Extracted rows
»»

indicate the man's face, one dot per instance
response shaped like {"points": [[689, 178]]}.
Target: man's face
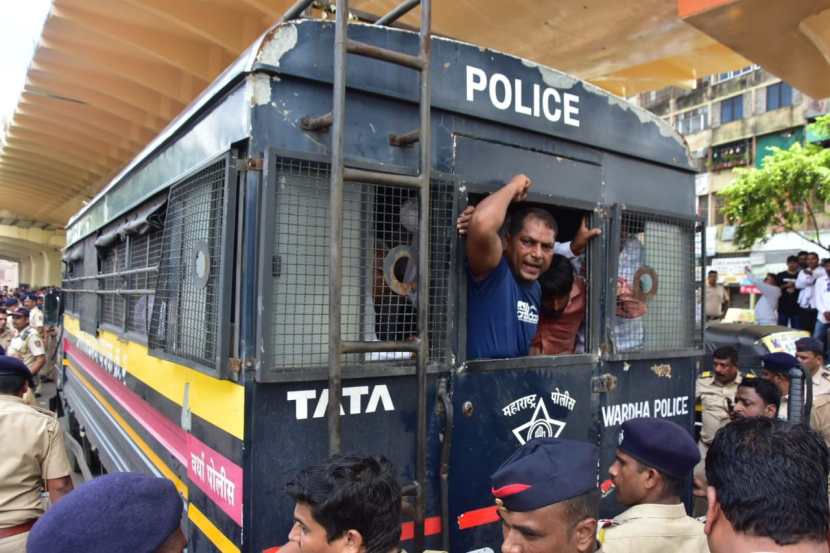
{"points": [[812, 261], [545, 530], [725, 370], [628, 479], [749, 404], [310, 536], [20, 322], [809, 360], [531, 251], [781, 382]]}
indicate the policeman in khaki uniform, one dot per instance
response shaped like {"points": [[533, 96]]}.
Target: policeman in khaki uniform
{"points": [[6, 334], [32, 454], [810, 353], [28, 347], [653, 463], [547, 497]]}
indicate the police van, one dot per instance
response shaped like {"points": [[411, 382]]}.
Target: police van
{"points": [[277, 276]]}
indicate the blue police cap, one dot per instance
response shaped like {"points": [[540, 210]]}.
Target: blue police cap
{"points": [[545, 471], [809, 344], [661, 444], [779, 362], [20, 312], [116, 512], [14, 366]]}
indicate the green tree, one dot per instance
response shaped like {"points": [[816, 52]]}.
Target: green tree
{"points": [[783, 194]]}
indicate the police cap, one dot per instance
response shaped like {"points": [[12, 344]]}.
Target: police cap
{"points": [[116, 512], [661, 444], [809, 345], [545, 471], [779, 362], [14, 366]]}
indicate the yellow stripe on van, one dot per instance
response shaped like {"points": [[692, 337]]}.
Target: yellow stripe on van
{"points": [[142, 445], [219, 402], [207, 527]]}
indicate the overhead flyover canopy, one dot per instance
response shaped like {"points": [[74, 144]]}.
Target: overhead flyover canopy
{"points": [[789, 39], [109, 75]]}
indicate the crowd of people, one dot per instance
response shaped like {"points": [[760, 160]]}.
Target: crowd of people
{"points": [[798, 297], [760, 482]]}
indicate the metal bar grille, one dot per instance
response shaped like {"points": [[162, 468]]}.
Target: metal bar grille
{"points": [[184, 312], [656, 305], [379, 257]]}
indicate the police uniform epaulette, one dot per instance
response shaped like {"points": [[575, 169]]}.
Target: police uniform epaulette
{"points": [[602, 525]]}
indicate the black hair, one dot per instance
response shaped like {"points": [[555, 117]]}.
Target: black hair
{"points": [[771, 479], [11, 384], [558, 280], [350, 492], [765, 389], [517, 219], [726, 352], [581, 507], [673, 486]]}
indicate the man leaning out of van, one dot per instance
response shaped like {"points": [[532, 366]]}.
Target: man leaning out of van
{"points": [[503, 292]]}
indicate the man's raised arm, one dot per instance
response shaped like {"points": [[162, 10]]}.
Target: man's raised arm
{"points": [[484, 246]]}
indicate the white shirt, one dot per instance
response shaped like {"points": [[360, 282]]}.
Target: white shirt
{"points": [[805, 282], [766, 310], [821, 296]]}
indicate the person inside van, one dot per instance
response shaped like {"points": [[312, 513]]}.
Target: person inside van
{"points": [[503, 291], [564, 298]]}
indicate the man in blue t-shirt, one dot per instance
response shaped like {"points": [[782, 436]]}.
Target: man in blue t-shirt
{"points": [[503, 295]]}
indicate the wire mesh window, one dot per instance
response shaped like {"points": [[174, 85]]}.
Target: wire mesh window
{"points": [[145, 252], [74, 269], [184, 311], [113, 259], [379, 260], [657, 280]]}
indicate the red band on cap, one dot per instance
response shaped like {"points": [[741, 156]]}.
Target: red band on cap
{"points": [[508, 490]]}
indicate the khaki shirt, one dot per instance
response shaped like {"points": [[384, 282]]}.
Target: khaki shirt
{"points": [[652, 528], [821, 389], [6, 337], [717, 400], [27, 346], [32, 451], [820, 417], [36, 318]]}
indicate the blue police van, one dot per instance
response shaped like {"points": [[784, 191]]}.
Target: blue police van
{"points": [[277, 276]]}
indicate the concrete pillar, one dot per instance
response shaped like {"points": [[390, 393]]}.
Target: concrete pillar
{"points": [[52, 274], [37, 269], [26, 269]]}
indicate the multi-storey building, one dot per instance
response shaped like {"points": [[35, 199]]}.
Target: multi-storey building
{"points": [[730, 120]]}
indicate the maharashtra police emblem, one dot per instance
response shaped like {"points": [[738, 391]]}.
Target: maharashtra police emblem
{"points": [[540, 425]]}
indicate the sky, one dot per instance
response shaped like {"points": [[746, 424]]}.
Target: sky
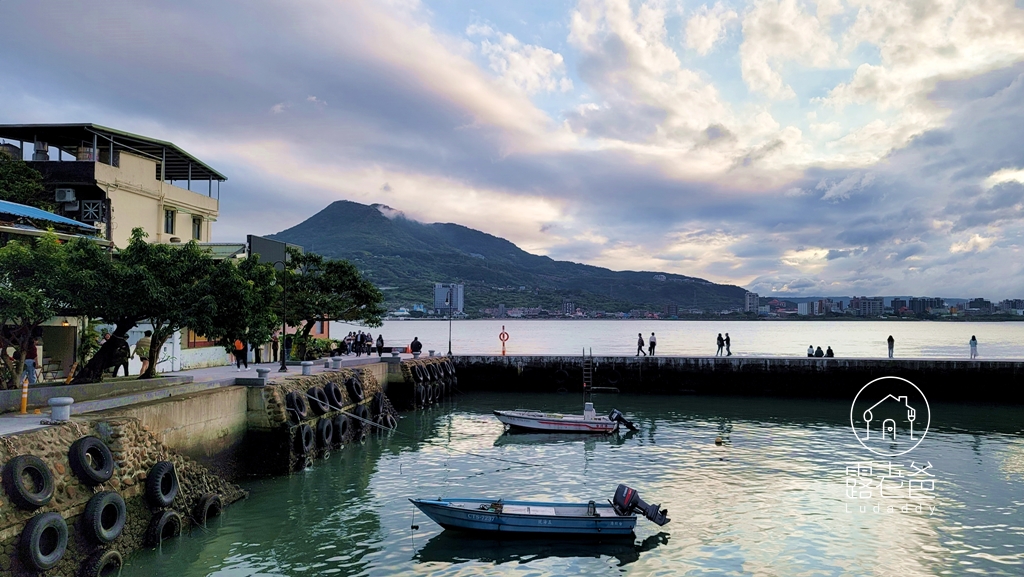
{"points": [[838, 147]]}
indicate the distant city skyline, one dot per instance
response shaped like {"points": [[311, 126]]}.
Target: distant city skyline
{"points": [[837, 147]]}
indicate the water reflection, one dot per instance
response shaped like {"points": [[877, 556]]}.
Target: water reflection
{"points": [[458, 547]]}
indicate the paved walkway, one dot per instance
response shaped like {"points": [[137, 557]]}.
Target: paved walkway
{"points": [[12, 423]]}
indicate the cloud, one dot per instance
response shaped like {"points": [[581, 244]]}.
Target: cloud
{"points": [[531, 69], [707, 27]]}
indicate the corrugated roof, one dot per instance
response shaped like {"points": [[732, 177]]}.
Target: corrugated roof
{"points": [[25, 211]]}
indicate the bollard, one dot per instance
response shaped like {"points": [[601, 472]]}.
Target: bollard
{"points": [[60, 408]]}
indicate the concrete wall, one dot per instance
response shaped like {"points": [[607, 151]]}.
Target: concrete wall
{"points": [[841, 378]]}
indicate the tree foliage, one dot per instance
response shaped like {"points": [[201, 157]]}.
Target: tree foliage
{"points": [[22, 183], [320, 289]]}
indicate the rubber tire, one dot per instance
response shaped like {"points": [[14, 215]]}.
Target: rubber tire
{"points": [[208, 503], [317, 401], [354, 389], [363, 413], [155, 533], [78, 457], [161, 484], [297, 408], [95, 517], [96, 565], [325, 434], [32, 535], [340, 427], [13, 481], [335, 398], [304, 440]]}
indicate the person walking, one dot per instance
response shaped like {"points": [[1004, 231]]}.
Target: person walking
{"points": [[640, 345], [142, 351], [241, 355]]}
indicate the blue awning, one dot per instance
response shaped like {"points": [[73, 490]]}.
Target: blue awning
{"points": [[26, 211]]}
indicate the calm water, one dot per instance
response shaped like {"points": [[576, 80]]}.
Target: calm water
{"points": [[759, 338], [772, 500]]}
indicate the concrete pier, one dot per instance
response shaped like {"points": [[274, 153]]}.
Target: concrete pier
{"points": [[952, 380]]}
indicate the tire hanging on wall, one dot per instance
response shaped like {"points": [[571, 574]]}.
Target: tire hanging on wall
{"points": [[325, 434], [340, 428], [209, 506], [102, 564], [161, 484], [334, 396], [29, 482], [317, 401], [354, 388], [104, 517], [163, 526], [304, 440], [44, 540], [91, 460], [296, 403]]}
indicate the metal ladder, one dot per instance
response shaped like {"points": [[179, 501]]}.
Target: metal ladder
{"points": [[588, 369]]}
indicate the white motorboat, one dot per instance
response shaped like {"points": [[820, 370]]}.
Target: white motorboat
{"points": [[590, 421]]}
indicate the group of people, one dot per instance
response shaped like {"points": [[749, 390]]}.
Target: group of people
{"points": [[811, 352], [650, 345]]}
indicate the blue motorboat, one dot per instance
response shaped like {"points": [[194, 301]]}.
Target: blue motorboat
{"points": [[489, 516]]}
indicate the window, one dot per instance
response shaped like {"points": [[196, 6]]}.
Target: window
{"points": [[169, 221]]}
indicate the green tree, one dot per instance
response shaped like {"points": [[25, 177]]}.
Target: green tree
{"points": [[320, 289], [35, 285], [22, 183]]}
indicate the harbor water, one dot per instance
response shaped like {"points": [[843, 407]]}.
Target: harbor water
{"points": [[853, 338], [788, 492]]}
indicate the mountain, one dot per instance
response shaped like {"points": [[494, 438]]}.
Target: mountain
{"points": [[404, 257]]}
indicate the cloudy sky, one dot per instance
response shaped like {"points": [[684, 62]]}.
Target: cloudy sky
{"points": [[837, 147]]}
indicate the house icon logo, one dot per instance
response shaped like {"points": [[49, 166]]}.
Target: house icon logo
{"points": [[890, 416]]}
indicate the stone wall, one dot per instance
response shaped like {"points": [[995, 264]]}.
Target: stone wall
{"points": [[135, 450]]}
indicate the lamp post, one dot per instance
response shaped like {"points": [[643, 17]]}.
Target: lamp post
{"points": [[450, 300], [284, 316]]}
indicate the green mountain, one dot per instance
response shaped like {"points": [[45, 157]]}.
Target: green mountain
{"points": [[404, 258]]}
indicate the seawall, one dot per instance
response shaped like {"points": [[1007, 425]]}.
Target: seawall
{"points": [[1000, 381]]}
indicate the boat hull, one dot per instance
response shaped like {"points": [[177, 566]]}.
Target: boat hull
{"points": [[555, 422], [529, 518]]}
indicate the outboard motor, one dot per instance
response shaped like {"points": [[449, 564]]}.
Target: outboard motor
{"points": [[616, 416], [628, 500]]}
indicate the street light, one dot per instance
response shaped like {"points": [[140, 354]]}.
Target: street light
{"points": [[450, 300], [284, 316]]}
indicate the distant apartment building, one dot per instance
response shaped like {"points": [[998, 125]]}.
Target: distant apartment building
{"points": [[867, 306], [751, 302], [449, 298]]}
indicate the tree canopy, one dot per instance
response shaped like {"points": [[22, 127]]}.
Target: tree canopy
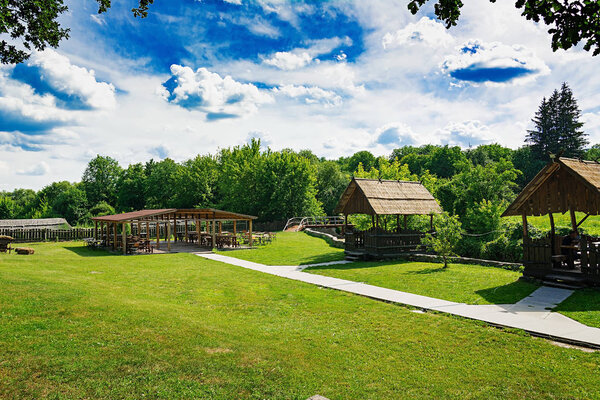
{"points": [[570, 21]]}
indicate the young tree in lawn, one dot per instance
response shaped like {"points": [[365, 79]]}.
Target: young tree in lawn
{"points": [[447, 235]]}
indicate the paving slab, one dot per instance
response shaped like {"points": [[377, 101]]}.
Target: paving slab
{"points": [[532, 314]]}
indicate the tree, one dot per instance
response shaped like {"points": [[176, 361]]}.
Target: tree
{"points": [[571, 21], [446, 237], [34, 24], [557, 129], [100, 180]]}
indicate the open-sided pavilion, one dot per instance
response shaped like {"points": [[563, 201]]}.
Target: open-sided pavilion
{"points": [[564, 185], [376, 197], [201, 225]]}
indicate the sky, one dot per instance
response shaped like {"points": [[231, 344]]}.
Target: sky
{"points": [[334, 77]]}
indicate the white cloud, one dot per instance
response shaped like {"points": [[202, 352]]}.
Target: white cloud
{"points": [[73, 80], [494, 64], [208, 92], [465, 134], [424, 32], [38, 169], [310, 95], [298, 58]]}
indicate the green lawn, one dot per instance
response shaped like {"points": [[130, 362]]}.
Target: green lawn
{"points": [[290, 248], [471, 284], [591, 225], [80, 324], [582, 306]]}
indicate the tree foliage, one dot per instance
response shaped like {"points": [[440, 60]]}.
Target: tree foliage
{"points": [[570, 21]]}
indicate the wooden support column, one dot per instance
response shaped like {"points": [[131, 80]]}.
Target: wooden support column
{"points": [[574, 221], [214, 235], [124, 237], [114, 235], [157, 234], [168, 233], [552, 233], [250, 232], [174, 226]]}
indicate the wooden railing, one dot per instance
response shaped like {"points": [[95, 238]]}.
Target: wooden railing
{"points": [[377, 241], [21, 235]]}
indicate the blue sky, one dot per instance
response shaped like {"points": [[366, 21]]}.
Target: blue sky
{"points": [[335, 77]]}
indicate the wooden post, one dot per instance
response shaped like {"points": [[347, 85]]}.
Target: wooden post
{"points": [[174, 226], [157, 234], [124, 237], [574, 221], [552, 233], [250, 232], [214, 235], [168, 226]]}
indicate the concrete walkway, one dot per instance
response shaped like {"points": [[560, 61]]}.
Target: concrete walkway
{"points": [[531, 314]]}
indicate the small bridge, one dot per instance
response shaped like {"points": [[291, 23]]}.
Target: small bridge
{"points": [[314, 222]]}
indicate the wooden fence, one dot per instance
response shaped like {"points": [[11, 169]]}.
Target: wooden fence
{"points": [[22, 235]]}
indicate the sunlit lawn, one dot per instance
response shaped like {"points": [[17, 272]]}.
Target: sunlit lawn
{"points": [[291, 248], [78, 324], [472, 284]]}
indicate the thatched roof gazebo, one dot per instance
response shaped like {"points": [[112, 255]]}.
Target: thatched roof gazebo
{"points": [[202, 226], [377, 197], [564, 185]]}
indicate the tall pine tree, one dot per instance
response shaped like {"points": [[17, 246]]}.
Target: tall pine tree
{"points": [[557, 127]]}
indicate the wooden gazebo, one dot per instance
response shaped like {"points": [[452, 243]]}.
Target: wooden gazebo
{"points": [[564, 185], [377, 198], [202, 226]]}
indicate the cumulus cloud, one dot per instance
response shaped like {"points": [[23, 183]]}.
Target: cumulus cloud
{"points": [[38, 169], [208, 92], [465, 134], [424, 32], [298, 58], [396, 134], [59, 74], [494, 63], [310, 95]]}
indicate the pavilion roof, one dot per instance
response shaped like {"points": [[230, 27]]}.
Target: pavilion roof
{"points": [[563, 185], [164, 213], [386, 197]]}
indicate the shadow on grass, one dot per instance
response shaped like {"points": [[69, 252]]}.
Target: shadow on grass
{"points": [[509, 293], [581, 300], [357, 265], [82, 251]]}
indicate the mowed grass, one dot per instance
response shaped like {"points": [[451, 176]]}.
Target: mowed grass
{"points": [[582, 306], [471, 284], [82, 324], [590, 225], [290, 248]]}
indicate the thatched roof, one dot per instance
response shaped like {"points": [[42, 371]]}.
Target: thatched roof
{"points": [[33, 223], [563, 185], [383, 197]]}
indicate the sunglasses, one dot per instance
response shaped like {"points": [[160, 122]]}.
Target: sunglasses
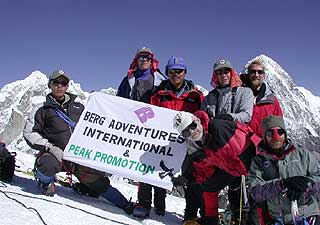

««

WHAT YOU ARE ASKED TO DO:
Please list every line in the rows above that contains the word "maharashtra".

EXERCISE SOLUTION:
indicate the maharashtra police emblem, one dot per instance
Target: maharashtra police emblem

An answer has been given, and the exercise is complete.